----- Text section -----
Ghanaian politician (born 1962)

Alex Adomako-Mensah (born 5 November 1962) is a Ghanaian politician and Member of Parliament for Sekyere Afram Plains Constituency in the Ashanti Region, Ghana.

== Early life ==
He was born on 5 November 1962 and hails from Kumawu in the Ashanti Region.

== Education ==
Alex Adomako-Mensah earned his MBA in (UK) from the University of Leicester, in 2001. He became an Associate Member (ACIM) of the Chartered Institute of Marketing, UK in 2003 and was honored as a Member of the Chartered Management Institute (MCMI) by the Chartered Institute of Marketing, UK in 2006.

== Political life ==
He is a member of the National Democratic Congress who was voted as part of the MPs elected in the Ghanaian parliamentary election in 2016 to represent Sekyere Afram plains. He won the seat with 5,664 votes out of the 9,275 valid votes cast generating 60.85% of the total votes cast.

=== 2020 election ===
Alex Adomako-Mensah contested the Sekyere Afram Plains constituency parliamentary seat on the ticket of the National Democratic Congress during the 2020 Ghanaian general election and won with 8,079 votes representing 50.49% over the Parliamentary candidate for the New Patriotic Party Joseph Gyamfi Owusu who had 7,923 votes which is equivalent to 49.51% of the total votes.

=== Committees ===
He is a member of the Employment, Social Welfare, and State Enterprises Committee and also a member of the Finance Committee.

== Robbery attack ==
On 14 August 2017, the MP was attacked by some unidentified armed robbers on his way from Kumasi heading towards Kumawu in the evening.

== Personal life ==
He is a Christian and married with five children.
----- Provided data -----
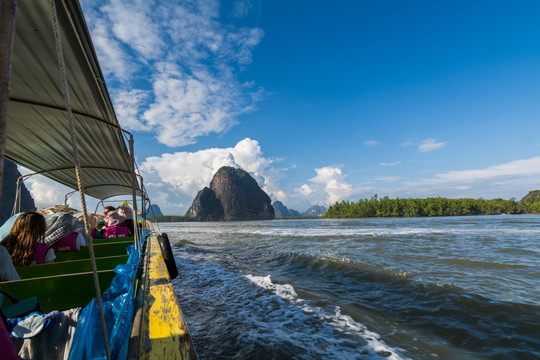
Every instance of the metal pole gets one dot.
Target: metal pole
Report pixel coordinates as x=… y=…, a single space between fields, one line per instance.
x=8 y=9
x=134 y=189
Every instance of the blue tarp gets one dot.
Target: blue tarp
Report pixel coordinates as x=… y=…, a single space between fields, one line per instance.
x=118 y=309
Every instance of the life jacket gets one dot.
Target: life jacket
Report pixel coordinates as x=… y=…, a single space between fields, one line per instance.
x=116 y=231
x=67 y=243
x=96 y=234
x=39 y=253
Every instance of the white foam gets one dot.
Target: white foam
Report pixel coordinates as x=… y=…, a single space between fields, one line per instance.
x=337 y=320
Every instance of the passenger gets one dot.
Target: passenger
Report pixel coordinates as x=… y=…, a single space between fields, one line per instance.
x=112 y=217
x=93 y=223
x=64 y=232
x=114 y=224
x=7 y=270
x=127 y=212
x=24 y=242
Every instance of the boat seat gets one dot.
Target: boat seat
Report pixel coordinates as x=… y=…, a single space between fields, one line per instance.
x=17 y=308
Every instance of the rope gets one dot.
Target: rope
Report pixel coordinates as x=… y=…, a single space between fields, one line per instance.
x=78 y=169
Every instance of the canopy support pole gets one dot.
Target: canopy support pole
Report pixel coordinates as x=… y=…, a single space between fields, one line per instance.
x=71 y=120
x=8 y=9
x=134 y=188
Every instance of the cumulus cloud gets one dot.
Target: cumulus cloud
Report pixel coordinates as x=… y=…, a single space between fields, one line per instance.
-----
▶ [Your tasks]:
A. Decide whether each statement agrees with the politician's biography, answering yes or no and quoting the words from the biography that settle it: (i) In the 2016 election he won his seat with 5,664 votes. (ii) He belongs to the New Patriotic Party. (iii) The 2017 robbery attack happened in the morning.
B. Show each line of the entries that contains the word "tarp".

▶ [Expected answers]:
A.
(i) Yes: "He won the seat with 5,664 votes out of the 9,275 valid votes cast"
(ii) No: "He is a member of the National Democratic Congress"
(iii) No: "on his way from Kumasi heading towards Kumawu in the evening"

B.
Every instance of the blue tarp gets one dot.
Target: blue tarp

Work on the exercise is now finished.